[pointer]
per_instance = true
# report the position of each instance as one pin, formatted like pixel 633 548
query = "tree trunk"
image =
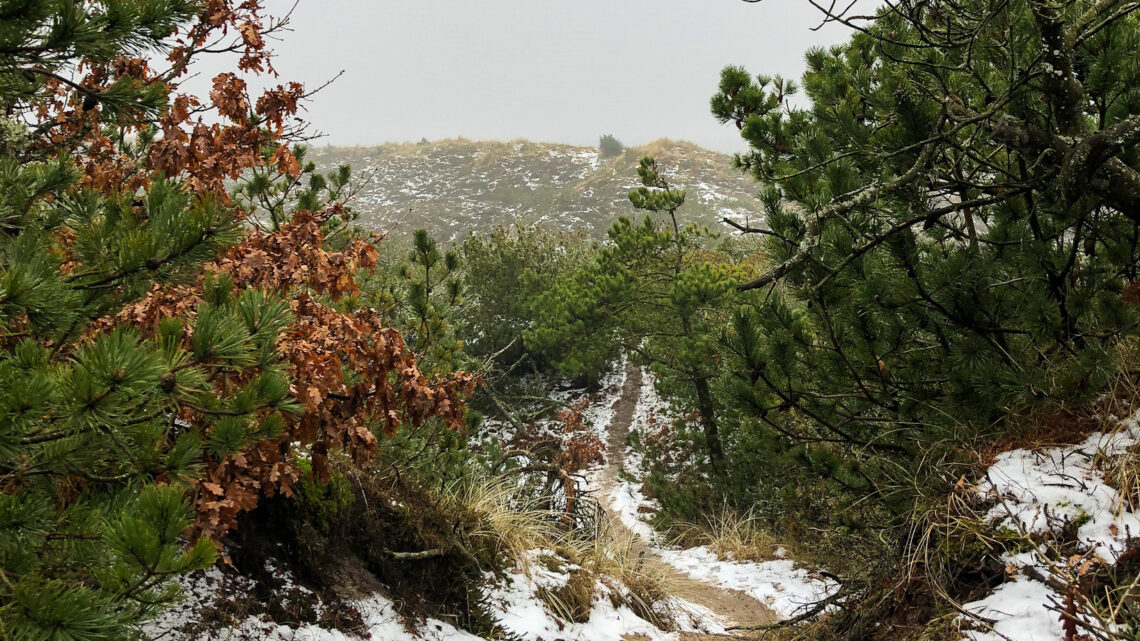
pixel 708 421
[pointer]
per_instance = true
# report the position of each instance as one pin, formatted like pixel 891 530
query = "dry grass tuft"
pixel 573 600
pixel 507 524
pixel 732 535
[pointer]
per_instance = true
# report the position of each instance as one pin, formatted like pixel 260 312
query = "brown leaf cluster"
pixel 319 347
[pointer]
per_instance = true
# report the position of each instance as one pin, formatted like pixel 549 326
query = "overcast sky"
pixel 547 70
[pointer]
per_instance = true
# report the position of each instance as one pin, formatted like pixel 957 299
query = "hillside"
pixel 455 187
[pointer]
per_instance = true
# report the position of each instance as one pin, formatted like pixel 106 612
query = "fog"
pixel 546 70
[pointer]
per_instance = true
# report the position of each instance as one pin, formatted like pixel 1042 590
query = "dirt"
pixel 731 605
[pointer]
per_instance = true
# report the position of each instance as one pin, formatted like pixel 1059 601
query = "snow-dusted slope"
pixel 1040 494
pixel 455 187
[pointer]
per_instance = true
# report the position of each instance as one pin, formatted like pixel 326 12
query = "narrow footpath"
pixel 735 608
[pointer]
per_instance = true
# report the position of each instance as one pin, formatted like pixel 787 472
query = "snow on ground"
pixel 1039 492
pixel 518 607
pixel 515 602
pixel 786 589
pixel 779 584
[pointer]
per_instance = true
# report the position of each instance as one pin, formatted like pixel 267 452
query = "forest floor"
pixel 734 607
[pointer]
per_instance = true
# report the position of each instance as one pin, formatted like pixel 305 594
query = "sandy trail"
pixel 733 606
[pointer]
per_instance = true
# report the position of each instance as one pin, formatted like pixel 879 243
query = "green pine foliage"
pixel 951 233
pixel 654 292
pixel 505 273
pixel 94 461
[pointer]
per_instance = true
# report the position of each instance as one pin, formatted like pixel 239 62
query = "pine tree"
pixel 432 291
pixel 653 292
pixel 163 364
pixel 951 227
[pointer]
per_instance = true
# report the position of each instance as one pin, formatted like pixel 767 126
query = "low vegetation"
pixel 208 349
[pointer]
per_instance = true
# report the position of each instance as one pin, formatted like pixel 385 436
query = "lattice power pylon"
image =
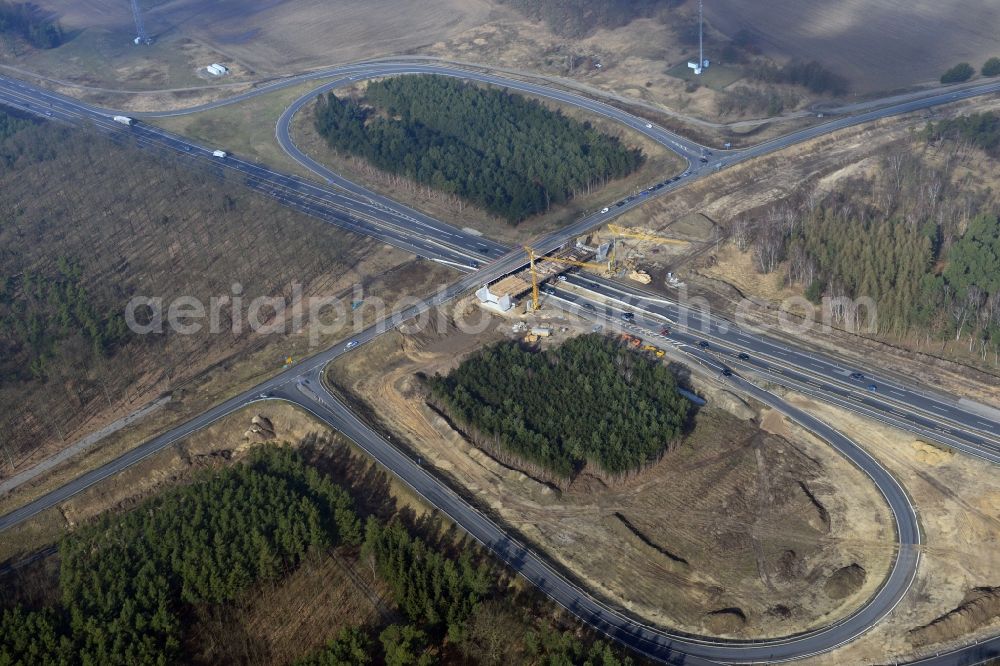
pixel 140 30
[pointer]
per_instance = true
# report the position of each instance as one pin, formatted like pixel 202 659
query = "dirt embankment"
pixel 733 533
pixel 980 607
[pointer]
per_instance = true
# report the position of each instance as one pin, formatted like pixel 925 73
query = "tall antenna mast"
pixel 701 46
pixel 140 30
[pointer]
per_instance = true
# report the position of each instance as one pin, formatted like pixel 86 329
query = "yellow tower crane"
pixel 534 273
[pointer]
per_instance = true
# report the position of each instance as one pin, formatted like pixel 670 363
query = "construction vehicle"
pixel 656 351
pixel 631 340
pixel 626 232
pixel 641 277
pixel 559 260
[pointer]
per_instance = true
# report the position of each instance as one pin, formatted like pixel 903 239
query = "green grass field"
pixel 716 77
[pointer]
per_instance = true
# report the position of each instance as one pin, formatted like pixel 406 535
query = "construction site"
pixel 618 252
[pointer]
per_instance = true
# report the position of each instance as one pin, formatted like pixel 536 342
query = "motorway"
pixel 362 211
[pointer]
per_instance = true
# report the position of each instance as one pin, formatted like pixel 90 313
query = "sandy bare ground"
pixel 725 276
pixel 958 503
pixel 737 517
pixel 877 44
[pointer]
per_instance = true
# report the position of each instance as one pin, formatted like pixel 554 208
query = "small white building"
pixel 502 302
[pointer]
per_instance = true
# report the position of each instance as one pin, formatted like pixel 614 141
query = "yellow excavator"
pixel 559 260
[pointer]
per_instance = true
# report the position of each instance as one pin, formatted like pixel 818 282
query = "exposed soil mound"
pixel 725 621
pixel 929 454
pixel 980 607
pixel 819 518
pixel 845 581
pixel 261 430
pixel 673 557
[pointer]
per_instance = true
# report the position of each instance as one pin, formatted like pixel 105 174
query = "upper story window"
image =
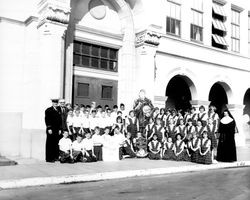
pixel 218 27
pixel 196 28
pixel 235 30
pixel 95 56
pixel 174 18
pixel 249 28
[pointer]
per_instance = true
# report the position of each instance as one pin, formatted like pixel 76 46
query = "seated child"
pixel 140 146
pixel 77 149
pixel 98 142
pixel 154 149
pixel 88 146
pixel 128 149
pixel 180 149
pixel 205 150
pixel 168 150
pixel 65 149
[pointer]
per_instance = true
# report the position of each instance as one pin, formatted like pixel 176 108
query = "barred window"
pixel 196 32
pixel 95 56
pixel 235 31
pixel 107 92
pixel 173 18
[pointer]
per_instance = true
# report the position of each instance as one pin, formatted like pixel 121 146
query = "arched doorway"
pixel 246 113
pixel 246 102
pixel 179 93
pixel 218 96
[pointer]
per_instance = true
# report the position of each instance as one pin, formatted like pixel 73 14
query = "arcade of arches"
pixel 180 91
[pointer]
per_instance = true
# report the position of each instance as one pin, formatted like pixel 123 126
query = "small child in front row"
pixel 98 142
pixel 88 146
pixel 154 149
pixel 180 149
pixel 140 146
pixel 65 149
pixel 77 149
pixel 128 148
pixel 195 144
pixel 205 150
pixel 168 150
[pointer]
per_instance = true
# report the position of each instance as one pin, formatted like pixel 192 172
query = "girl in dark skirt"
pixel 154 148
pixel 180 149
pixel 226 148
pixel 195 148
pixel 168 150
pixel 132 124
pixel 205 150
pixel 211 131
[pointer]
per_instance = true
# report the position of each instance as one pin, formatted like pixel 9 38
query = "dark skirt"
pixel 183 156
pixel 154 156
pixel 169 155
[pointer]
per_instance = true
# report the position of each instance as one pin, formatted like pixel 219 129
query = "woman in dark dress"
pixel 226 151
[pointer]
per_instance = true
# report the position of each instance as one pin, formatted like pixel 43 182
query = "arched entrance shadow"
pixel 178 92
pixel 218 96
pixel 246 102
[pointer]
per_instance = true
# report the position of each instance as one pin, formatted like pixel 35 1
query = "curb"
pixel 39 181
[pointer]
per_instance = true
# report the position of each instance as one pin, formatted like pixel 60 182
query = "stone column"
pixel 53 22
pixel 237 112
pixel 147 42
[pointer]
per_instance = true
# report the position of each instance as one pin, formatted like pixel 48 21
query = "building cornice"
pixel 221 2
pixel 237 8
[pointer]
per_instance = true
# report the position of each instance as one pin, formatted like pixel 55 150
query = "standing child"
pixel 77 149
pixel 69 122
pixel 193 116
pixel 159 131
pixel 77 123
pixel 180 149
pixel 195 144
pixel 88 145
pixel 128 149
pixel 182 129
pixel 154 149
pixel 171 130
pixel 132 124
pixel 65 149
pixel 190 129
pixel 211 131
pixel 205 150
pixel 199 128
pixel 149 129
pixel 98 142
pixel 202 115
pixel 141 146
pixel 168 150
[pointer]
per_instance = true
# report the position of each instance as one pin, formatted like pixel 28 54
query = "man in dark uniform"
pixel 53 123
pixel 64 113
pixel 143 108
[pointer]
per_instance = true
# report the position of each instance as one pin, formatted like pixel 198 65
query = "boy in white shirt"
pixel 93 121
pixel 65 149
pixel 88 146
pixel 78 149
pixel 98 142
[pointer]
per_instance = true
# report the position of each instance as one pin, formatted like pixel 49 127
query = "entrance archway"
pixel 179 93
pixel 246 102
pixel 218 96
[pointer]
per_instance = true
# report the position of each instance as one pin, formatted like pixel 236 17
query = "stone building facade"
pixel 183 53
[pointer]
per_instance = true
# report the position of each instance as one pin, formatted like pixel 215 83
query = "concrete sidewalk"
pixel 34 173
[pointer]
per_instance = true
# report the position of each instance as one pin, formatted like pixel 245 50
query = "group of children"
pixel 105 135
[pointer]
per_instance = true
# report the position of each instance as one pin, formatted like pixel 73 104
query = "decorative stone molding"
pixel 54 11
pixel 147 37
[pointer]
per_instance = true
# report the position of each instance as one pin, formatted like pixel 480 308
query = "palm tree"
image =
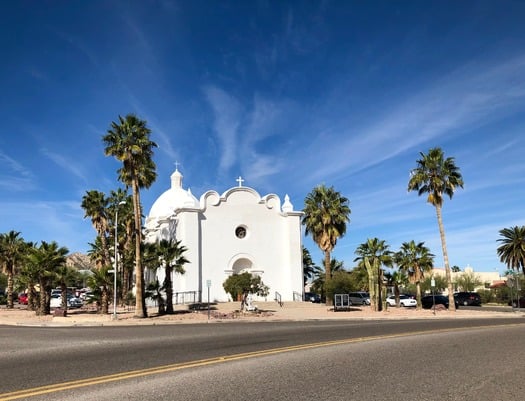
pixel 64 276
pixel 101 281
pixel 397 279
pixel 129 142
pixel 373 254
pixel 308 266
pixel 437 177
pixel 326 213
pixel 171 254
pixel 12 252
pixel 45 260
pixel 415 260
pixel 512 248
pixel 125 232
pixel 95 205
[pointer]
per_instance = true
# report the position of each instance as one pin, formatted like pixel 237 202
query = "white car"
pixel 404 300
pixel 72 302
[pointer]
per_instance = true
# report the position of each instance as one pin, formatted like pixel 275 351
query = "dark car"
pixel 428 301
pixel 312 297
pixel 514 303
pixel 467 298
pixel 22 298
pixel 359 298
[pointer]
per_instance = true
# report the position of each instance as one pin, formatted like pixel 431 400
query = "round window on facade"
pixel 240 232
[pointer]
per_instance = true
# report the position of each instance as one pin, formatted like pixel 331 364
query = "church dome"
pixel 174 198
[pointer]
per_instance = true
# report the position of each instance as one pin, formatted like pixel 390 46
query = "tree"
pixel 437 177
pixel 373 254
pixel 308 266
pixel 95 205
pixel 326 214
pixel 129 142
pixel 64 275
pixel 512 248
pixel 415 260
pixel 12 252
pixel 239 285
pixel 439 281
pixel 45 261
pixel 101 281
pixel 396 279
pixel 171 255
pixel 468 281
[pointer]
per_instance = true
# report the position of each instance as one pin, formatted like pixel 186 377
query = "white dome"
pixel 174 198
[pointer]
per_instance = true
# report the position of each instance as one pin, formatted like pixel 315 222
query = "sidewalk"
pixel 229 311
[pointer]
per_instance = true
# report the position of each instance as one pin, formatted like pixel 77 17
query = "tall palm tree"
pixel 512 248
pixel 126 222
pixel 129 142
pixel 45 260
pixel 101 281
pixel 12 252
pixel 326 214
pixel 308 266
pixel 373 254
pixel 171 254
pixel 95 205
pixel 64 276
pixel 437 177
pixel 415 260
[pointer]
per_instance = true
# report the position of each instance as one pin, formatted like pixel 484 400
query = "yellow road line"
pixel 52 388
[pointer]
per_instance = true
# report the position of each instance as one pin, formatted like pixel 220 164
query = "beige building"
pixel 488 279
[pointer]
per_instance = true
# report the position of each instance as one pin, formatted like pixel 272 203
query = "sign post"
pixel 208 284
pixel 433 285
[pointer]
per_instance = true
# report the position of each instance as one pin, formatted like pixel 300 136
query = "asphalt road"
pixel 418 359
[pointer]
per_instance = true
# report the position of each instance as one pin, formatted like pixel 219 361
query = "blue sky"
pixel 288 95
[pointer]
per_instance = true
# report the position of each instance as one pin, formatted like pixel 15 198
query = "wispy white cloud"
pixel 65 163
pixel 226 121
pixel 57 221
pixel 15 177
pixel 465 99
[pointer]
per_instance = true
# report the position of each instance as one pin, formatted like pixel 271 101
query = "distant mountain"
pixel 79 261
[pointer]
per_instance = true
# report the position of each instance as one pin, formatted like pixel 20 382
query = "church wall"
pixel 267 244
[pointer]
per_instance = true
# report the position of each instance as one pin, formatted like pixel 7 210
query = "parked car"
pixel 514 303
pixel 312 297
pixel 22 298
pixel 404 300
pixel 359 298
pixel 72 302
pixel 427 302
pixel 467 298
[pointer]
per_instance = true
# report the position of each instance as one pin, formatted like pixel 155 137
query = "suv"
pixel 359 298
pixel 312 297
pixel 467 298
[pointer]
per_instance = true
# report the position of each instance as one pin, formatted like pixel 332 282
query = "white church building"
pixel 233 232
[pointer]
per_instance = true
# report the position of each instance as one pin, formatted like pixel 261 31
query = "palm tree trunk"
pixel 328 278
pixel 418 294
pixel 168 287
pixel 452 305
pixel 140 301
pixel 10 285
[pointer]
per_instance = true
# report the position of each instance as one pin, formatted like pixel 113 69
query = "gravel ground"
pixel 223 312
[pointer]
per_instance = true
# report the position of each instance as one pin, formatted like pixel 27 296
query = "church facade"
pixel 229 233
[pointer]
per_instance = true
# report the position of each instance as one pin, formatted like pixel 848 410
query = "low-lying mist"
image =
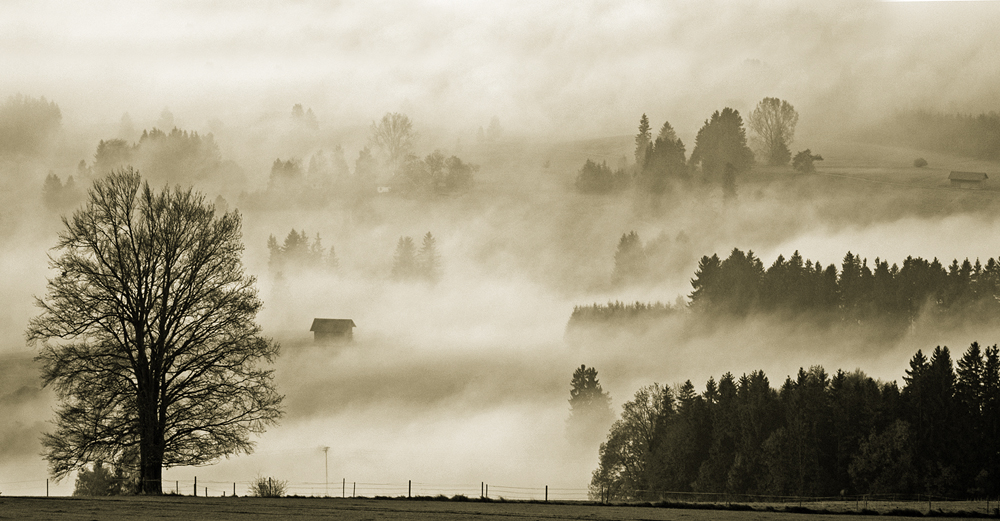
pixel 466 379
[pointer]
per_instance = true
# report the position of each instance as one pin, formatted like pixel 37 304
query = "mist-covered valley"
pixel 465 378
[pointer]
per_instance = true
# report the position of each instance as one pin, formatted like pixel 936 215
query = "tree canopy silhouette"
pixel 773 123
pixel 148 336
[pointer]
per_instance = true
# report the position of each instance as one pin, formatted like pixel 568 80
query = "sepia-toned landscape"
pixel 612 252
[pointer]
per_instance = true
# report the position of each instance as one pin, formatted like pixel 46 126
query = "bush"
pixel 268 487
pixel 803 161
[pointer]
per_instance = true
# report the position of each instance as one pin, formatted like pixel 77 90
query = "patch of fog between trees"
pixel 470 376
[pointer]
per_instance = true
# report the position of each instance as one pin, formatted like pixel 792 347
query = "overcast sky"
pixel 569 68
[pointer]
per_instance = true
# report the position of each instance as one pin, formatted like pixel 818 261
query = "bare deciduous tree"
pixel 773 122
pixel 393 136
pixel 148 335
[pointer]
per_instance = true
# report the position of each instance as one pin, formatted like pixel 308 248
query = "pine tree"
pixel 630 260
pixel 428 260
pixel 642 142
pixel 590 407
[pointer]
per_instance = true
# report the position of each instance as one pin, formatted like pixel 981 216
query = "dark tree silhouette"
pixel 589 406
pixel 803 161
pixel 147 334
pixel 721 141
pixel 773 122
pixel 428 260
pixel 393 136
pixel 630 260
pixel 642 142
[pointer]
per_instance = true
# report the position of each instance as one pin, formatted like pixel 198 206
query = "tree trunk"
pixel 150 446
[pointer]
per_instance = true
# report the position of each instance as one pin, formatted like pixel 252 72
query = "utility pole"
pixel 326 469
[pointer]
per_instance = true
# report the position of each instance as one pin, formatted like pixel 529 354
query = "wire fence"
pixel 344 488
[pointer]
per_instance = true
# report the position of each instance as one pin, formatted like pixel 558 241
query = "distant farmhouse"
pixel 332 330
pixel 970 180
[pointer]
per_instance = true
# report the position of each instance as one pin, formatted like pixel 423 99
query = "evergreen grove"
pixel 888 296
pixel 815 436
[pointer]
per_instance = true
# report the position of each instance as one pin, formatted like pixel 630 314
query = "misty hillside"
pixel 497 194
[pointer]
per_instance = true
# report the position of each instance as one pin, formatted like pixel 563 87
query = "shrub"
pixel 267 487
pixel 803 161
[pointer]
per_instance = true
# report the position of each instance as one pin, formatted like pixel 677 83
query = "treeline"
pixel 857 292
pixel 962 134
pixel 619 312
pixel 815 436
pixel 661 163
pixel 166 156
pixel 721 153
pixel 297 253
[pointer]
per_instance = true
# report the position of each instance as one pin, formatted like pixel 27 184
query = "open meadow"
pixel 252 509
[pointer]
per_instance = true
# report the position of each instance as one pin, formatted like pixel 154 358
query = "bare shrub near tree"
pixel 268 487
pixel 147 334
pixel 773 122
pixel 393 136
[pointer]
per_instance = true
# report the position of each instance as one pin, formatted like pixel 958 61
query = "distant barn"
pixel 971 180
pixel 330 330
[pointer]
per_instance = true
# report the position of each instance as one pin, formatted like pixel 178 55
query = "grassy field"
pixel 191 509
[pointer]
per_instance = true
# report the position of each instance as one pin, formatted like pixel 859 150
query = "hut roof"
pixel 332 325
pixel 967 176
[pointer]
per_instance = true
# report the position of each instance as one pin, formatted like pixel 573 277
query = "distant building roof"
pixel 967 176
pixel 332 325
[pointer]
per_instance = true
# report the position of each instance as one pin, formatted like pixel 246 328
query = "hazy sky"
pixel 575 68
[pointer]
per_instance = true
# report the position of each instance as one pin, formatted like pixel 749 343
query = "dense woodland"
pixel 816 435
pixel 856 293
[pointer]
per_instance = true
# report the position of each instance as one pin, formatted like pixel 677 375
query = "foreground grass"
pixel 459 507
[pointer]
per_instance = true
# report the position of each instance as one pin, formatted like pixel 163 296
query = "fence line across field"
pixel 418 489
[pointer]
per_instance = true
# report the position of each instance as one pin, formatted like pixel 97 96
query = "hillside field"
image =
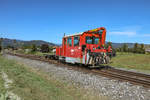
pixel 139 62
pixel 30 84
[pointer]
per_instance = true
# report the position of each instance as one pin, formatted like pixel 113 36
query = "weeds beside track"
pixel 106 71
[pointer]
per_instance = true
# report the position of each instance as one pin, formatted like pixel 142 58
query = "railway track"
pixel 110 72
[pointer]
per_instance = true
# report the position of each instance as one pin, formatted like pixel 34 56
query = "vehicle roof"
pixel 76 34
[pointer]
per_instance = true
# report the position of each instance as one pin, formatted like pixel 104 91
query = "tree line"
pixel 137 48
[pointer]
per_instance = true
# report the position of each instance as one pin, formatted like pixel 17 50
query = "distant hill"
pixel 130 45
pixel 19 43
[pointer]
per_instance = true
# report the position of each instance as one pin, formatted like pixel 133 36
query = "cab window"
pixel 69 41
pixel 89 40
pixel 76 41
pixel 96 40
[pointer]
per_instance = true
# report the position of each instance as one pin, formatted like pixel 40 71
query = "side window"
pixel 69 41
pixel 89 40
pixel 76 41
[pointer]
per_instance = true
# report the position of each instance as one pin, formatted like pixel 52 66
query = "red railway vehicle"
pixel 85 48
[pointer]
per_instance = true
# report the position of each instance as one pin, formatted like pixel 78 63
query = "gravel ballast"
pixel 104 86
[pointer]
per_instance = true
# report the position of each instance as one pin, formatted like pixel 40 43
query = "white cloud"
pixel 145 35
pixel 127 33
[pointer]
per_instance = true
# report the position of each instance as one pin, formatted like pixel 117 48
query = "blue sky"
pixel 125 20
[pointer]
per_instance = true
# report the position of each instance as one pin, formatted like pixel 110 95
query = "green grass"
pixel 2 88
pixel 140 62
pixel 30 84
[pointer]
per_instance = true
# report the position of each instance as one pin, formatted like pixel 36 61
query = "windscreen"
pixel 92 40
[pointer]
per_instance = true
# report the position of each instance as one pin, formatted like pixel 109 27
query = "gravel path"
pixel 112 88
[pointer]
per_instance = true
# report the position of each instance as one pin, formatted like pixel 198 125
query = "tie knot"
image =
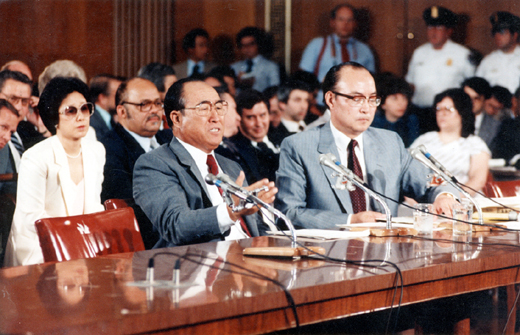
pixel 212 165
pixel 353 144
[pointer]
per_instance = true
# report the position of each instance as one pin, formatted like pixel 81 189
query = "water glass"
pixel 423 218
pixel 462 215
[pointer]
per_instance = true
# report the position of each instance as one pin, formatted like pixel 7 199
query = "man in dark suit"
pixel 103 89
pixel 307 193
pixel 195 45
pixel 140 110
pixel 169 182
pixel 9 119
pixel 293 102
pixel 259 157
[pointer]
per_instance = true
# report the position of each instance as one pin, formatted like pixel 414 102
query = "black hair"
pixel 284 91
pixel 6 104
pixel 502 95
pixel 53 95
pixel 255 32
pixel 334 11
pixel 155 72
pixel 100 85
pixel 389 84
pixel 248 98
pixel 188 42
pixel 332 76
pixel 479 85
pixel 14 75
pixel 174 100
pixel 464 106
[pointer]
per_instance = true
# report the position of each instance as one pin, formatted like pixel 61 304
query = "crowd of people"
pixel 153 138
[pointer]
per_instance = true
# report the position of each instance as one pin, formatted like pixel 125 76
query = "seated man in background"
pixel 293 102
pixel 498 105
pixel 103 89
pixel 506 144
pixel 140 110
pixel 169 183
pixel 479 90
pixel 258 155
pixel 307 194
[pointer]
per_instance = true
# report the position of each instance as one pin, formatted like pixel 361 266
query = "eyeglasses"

•••••

YOUR GOAL –
Starting at the first line of the material and ending at the line that contains "pixel 546 70", give those lines again with "overcast sky" changed to "cloudy sky" and everything else unchanged. Leave the pictures out of your answer.

ANSWER TO THE EXERCISE –
[pointer]
per_instance = true
# report the position of each instance as one pin, formatted like pixel 633 548
query = "tree trunk"
image =
pixel 708 421
[pointer]
per_instance = true
# report the position of each instance as one pin, formatted like pixel 891 530
query = "dry grass tuft"
pixel 573 600
pixel 507 524
pixel 732 535
[pointer]
per_instance = true
# report the position of each instance as one pin, formatted like pixel 260 312
query = "brown leaf cluster"
pixel 319 347
[pointer]
per_instance = true
# report the position of each instance as one pin, formatted like pixel 549 326
query = "cloudy sky"
pixel 547 70
[pointer]
per_instance = true
# report the position of each instance as one pin, formatted like pixel 957 299
query = "hillside"
pixel 455 187
[pointer]
per_instance = true
# report the position of each instance as one pin, formatted like pixel 106 612
query = "fog"
pixel 546 70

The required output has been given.